Per cogliere più immediatamente la realtà di questo indotto, sarebbe utile considerare attentamente anche la più ridotta realtà di Grenoble dove ci sono state e ci sono positive interrelazioni tra nucleare e Università, tra nucleare e ricerca applicata, tra nucleare e particolari "aree industriali di elevata tecnologia". Proprio a Grenoble c'è la ZIRST che è un'area industriale e terziaria, peraltro citata anche in recenti documenti programmatori della Giunta regionale, nella quale sono accolti solo insediamenti nei campi della ricerca, della sperimentazione dell'energia (ovviamente non solo nucleare, ma anche da altre fonti compreso il risparmio energetico).
E' questo uno dei più significativi aspetti del rapporto energia territorio, che si può correttamente determinare anche in relazione alla prospettiva del nucleare. Grenoble e Lione ci insegnano anche come va correttamente sviluppato pure in questo campo, un proficuo rapporto con l'Università e i suoi tecnici. Questi possono esserci di valido supporto oggi, nella fase delle scelte e delle decisioni, e anche domani, quando tutto il processo andrà mantenuto sotto controllo. E qui ci si riferisce non solo ai controlli tecnici sull'impianto, ma pure ad una sorta di controllo sociale, da parte della popolazione delle zone interessate e della Regione Piemonte nel complesso.

Voci di annotazione con coordinate

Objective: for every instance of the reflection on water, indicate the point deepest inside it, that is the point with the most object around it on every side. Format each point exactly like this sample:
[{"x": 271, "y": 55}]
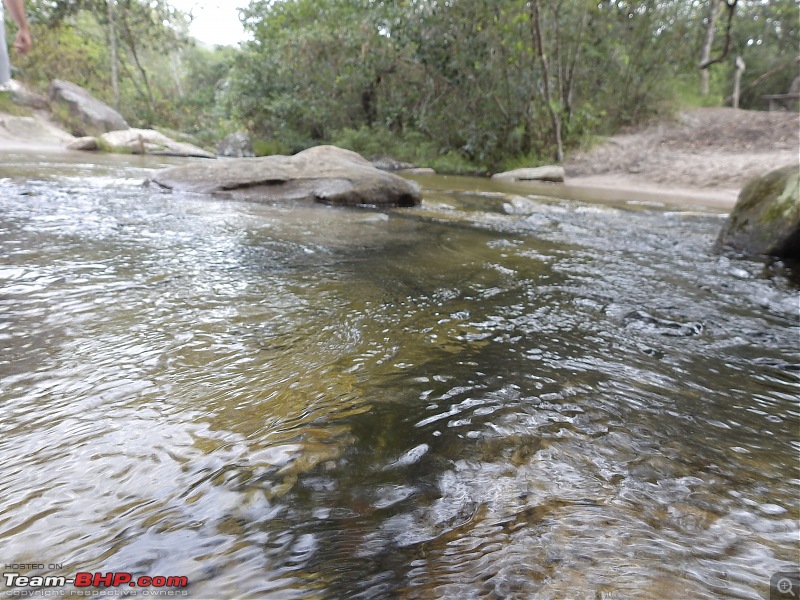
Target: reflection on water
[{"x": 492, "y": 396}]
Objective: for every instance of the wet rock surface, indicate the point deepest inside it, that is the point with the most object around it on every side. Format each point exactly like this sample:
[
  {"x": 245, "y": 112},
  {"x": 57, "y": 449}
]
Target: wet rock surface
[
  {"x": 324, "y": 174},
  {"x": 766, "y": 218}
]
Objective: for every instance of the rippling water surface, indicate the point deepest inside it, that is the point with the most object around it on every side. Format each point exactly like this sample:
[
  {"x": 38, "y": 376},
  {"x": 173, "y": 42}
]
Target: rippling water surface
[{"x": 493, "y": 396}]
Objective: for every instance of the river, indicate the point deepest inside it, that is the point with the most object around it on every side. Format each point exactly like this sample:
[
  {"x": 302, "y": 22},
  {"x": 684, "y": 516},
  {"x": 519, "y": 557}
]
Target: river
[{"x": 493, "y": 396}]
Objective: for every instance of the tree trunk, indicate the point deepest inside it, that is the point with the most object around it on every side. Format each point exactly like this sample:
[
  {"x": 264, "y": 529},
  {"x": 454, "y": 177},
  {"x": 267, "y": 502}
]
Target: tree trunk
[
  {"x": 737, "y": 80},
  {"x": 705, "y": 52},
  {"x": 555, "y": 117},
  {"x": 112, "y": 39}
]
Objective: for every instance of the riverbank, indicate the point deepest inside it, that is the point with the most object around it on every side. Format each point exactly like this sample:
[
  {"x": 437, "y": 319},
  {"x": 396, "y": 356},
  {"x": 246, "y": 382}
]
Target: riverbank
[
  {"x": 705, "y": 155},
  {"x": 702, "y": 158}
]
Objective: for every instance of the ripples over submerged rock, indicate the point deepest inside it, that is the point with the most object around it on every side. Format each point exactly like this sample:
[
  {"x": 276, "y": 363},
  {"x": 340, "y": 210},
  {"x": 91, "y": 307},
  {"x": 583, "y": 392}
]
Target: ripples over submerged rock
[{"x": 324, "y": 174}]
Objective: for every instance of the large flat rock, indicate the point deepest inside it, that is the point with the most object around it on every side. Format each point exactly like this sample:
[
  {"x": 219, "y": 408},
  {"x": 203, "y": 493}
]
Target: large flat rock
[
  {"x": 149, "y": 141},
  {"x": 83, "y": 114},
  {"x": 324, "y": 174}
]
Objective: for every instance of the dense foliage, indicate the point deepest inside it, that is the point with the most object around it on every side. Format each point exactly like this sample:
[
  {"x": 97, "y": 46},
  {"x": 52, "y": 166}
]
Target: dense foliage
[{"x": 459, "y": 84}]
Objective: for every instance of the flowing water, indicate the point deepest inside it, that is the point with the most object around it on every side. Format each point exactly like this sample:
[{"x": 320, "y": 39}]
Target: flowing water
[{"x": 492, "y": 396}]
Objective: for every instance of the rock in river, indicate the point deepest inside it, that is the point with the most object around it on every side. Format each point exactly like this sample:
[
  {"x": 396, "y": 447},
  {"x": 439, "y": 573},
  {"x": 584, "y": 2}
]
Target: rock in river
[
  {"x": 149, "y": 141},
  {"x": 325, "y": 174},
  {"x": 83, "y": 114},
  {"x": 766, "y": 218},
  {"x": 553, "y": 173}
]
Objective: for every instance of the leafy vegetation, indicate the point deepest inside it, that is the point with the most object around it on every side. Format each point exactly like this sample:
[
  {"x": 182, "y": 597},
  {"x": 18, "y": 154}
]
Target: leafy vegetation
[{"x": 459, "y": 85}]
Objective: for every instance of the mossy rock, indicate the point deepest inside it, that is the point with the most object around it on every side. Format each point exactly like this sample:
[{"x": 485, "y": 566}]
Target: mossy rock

▸ **Compiti ed esercizi**:
a – Secondo il brano, che cos'è la ZIRST?
b – Restituisci esattamente la parte del brano che comincia con "E' questo uno" e termina con "Piemonte nel complesso.".
c – Indica se ciascuna affermazione concorda con il brano, rispondendo sì o no e citando le parole decisive. (i) Nella ZIRST sono accolti solo insediamenti legati all'energia nucleare. (ii) I tecnici dell'Università possono essere di supporto anche in futuro. (iii) Il controllo di cui si parla riguarda soltanto gli aspetti tecnici dell'impianto.
L'elenco è materiale a sé stante, distinto dal brano.

▸ **Risposte complete**:
a – Un'area industriale e terziaria a Grenoble.

b –
E' questo uno dei più significativi aspetti del rapporto energia territorio, che si può correttamente determinare anche in relazione alla prospettiva del nucleare. Grenoble e Lione ci insegnano anche come va correttamente sviluppato pure in questo campo, un proficuo rapporto con l'Università e i suoi tecnici. Questi possono esserci di valido supporto oggi, nella fase delle scelte e delle decisioni, e anche domani, quando tutto il processo andrà mantenuto sotto controllo. E qui ci si riferisce non solo ai controlli tecnici sull'impianto, ma pure ad una sorta di controllo sociale, da parte della popolazione delle zone interessate e della Regione Piemonte nel complesso.

c –
(i) No: "ovviamente non solo nucleare, ma anche da altre fonti compreso il risparmio energetico".
(ii) Sì: "e anche domani, quando tutto il processo andrà mantenuto sotto controllo".
(iii) No: "non solo ai controlli tecnici sull'impianto, ma pure ad una sorta di controllo sociale".